Exercise passage:
__________________________________________________
Hydroelectric power station in Kalbajar District, Azerbaijan

Yukhari Vang Hydroelectric Power Station (Yuxarı Vəng Su Elektrik Stansiyası) is a hydroelectric power station in Kalbajar District of Azerbaijan, built on the Tartar River. It was commissioned on 2 September 2024 and has an installed capacity of 22.5 MW.

== History and features ==
The power station was built by Azerenerji and is part of the Kalbajar hydropower cascade, reported to have a total capacity of 40 MW. Water is supplied to the station from two sources: the outlet of the Nadirkhanli HPP and a main water-intake structure built on the Tutgu River.

The facility includes a 110 kV outdoor switchyard, a 24-core fibre-optic communication line, and integration into the centralized SCADA system; it also uses digital control systems and includes cybersecurity measures. Environmental protection measures described for the project include hydraulic devices designed to prevent river fish from entering the derivation pipeline and to keep them within the river ecosystem.

The project was developed by Azerenerji’s Energy Institute with participation of specialists from Austrian and Italian companies. The plant is designed to generate up to 66 million kWh (66 GWh) of electricity annually, which is associated in published figures with potential savings of 15 million m³ of natural gas and avoidance of more than 27,000 tonnes of carbon dioxide emissions.
__________________________________________________
Study questions:
1. From the sentence in the hydropower station text that begins "The facility includes," list each installation, system, or measure that the facility is said to include or use.
2. Reproduce the hydropower station text word for word from "The facility includes" to "the river ecosystem.".
__________________________________________________
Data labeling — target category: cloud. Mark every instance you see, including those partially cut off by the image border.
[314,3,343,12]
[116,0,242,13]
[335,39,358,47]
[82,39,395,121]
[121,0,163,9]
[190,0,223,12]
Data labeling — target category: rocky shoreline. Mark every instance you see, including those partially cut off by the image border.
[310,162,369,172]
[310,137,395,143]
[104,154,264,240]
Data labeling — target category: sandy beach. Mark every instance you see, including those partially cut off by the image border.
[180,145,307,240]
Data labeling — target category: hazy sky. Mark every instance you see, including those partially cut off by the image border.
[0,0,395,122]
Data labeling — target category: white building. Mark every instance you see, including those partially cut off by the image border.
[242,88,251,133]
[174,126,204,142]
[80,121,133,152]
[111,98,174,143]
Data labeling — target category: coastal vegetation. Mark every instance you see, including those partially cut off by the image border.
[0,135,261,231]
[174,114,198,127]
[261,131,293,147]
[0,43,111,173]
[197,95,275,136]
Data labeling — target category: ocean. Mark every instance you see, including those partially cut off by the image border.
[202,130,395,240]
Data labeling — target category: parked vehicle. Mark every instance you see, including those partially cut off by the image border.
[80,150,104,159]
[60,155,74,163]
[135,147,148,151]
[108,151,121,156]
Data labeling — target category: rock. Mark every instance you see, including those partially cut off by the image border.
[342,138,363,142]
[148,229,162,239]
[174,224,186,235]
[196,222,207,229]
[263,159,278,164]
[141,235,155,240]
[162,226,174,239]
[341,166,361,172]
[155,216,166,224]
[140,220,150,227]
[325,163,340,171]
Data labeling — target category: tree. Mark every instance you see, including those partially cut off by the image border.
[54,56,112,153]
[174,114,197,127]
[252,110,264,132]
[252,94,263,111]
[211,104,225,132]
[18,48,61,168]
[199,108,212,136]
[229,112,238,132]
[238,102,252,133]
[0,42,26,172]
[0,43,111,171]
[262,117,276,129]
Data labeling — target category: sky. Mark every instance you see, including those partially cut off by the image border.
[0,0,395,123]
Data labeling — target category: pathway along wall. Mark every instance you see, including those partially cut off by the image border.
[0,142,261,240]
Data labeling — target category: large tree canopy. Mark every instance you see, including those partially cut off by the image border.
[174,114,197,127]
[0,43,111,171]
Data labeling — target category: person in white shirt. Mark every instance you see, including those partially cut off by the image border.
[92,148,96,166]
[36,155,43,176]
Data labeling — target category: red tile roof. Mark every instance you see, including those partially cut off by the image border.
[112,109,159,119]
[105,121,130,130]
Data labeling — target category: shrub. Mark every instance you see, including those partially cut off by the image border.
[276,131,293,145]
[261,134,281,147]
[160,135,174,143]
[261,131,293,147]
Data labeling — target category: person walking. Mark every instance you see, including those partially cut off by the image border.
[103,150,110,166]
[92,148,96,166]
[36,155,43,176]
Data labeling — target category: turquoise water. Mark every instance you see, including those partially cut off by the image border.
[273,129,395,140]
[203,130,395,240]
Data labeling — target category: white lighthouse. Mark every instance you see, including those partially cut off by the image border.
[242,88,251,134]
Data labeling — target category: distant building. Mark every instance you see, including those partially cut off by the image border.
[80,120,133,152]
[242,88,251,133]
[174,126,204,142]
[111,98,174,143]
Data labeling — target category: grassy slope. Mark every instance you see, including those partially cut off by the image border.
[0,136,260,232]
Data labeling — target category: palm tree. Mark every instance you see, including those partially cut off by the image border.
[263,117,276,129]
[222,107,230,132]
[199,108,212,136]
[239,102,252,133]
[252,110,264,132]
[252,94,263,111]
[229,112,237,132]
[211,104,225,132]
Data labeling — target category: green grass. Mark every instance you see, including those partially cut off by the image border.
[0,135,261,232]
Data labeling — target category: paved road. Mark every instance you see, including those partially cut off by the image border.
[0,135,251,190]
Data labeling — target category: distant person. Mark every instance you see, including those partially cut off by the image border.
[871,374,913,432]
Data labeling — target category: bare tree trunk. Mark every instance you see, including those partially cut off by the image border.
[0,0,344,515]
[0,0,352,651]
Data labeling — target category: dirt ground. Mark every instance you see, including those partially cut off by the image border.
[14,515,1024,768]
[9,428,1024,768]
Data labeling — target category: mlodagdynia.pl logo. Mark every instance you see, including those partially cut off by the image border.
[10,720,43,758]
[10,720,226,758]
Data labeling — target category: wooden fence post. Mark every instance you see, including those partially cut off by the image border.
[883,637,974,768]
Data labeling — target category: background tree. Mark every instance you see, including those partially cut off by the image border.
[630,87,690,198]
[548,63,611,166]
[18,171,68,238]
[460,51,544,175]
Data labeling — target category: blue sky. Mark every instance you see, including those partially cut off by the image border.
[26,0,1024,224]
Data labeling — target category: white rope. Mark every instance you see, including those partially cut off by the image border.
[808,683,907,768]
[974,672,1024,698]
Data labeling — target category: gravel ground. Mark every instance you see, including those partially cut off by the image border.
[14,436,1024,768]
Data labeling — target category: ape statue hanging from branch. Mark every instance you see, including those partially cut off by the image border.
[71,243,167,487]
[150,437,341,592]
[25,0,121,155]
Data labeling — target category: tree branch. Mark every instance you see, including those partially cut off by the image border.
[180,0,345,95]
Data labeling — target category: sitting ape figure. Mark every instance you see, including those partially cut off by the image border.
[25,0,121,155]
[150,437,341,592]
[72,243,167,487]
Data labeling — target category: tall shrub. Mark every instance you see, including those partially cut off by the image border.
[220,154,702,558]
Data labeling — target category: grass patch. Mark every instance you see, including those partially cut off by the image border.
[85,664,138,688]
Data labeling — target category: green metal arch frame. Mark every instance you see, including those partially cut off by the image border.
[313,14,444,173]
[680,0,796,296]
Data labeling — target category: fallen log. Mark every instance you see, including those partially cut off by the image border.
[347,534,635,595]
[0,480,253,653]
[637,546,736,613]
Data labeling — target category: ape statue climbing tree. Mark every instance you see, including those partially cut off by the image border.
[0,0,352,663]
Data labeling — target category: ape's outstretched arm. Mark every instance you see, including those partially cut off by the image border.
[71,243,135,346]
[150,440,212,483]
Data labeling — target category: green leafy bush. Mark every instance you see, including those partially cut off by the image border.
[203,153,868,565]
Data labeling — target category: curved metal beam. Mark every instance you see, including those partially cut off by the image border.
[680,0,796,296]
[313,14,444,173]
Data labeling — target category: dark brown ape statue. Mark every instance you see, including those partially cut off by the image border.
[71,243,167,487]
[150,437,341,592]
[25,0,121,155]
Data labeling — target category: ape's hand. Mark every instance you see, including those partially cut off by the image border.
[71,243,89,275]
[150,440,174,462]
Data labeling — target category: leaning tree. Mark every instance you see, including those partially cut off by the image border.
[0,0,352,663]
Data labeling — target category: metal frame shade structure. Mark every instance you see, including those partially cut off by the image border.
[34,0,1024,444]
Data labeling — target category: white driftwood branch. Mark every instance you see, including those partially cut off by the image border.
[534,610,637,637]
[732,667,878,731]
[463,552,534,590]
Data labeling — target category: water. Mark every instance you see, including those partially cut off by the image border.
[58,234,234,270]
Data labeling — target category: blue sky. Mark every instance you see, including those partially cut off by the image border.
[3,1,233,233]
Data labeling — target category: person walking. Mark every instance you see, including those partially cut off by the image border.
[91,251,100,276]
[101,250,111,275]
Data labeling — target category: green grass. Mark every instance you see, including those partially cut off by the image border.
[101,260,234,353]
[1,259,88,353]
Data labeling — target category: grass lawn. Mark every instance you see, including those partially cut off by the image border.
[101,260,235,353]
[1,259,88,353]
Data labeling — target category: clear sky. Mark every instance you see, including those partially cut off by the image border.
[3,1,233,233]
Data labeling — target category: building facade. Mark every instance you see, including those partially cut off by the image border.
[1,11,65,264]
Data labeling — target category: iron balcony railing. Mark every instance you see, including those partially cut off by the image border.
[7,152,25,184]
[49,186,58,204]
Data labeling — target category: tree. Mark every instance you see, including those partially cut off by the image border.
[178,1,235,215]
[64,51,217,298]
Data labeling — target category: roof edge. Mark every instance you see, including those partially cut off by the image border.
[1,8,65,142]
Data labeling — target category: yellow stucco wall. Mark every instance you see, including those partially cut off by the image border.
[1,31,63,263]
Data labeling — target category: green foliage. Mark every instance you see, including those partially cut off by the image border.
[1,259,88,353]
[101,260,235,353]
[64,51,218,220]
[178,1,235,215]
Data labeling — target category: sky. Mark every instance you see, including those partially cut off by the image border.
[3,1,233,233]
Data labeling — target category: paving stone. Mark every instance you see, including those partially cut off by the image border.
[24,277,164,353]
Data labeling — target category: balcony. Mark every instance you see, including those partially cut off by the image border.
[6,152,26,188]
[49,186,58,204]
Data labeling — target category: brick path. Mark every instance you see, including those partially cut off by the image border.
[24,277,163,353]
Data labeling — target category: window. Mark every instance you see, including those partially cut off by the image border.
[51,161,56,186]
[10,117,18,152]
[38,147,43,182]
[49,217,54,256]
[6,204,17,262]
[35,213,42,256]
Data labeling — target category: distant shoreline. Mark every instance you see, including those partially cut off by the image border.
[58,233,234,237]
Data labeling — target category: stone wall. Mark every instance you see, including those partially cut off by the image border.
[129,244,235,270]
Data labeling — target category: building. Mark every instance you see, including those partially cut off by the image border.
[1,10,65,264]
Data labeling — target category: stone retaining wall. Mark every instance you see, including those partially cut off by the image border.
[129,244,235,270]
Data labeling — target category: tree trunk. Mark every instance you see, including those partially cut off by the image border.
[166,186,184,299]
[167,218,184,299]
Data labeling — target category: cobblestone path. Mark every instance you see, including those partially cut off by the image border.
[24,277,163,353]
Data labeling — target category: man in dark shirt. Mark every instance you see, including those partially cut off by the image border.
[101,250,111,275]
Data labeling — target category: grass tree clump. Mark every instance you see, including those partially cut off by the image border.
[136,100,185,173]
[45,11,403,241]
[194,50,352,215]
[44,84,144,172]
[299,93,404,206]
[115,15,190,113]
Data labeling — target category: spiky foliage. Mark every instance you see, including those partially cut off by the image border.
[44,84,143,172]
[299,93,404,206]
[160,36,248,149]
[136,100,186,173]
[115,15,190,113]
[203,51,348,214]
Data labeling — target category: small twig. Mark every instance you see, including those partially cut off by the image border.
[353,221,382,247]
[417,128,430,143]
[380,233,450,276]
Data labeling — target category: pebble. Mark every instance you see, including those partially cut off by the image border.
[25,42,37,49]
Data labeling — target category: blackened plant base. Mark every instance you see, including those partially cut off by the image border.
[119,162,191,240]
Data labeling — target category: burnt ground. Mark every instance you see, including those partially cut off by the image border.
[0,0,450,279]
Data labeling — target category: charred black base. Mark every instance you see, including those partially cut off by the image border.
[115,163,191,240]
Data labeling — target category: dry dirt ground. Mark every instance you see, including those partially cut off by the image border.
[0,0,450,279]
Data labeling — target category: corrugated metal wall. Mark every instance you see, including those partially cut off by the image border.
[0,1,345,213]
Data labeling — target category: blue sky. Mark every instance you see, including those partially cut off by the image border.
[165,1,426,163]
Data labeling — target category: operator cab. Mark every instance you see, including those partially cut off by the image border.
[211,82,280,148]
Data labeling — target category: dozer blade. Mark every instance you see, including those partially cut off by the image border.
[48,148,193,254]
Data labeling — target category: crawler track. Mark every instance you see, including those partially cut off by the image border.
__________________________________________________
Written answers:
1.
- a 110 kV outdoor switchyard
- a 24-core fibre-optic communication line
- integration into the centralized SCADA system
- digital control systems
- cybersecurity measures

2.
The facility includes a 110 kV outdoor switchyard, a 24-core fibre-optic communication line, and integration into the centralized SCADA system; it also uses digital control systems and includes cybersecurity measures. Environmental protection measures described for the project include hydraulic devices designed to prevent river fish from entering the derivation pipeline and to keep them within the river ecosystem.